[SUPPLIED RECORDS Boundary: Start]
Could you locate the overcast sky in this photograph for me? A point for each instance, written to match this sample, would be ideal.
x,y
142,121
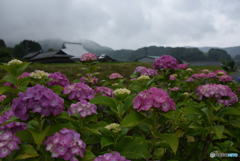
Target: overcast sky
x,y
124,23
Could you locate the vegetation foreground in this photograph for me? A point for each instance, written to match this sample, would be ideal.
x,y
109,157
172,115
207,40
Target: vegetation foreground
x,y
117,111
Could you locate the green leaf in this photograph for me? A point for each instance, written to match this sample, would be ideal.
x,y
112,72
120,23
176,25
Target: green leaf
x,y
132,119
27,151
106,141
218,131
172,140
104,100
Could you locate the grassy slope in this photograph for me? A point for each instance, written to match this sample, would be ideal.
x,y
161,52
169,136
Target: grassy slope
x,y
74,70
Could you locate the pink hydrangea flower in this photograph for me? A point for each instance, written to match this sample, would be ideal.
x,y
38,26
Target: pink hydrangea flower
x,y
79,91
165,62
153,97
115,76
104,91
24,75
83,108
222,93
88,57
114,156
2,97
66,144
58,78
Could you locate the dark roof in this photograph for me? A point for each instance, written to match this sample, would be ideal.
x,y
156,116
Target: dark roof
x,y
30,55
50,55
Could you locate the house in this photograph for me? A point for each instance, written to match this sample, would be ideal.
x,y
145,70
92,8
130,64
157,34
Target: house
x,y
49,57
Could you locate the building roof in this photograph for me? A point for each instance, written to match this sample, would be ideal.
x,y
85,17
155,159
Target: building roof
x,y
50,55
74,49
[SUPPLIED RECORDS Boundary: End]
EXERCISE REQUIREMENTS
Output exactly the lines above, from the one holding "Target: house" through the end of the data, including the first and last.

RESULT BELOW
Target: house
x,y
49,57
Could you locate the building roof in this photograph for me? A point for each instance, written to match this sample, would be ideal.
x,y
85,17
155,159
Target: building roof
x,y
50,55
74,49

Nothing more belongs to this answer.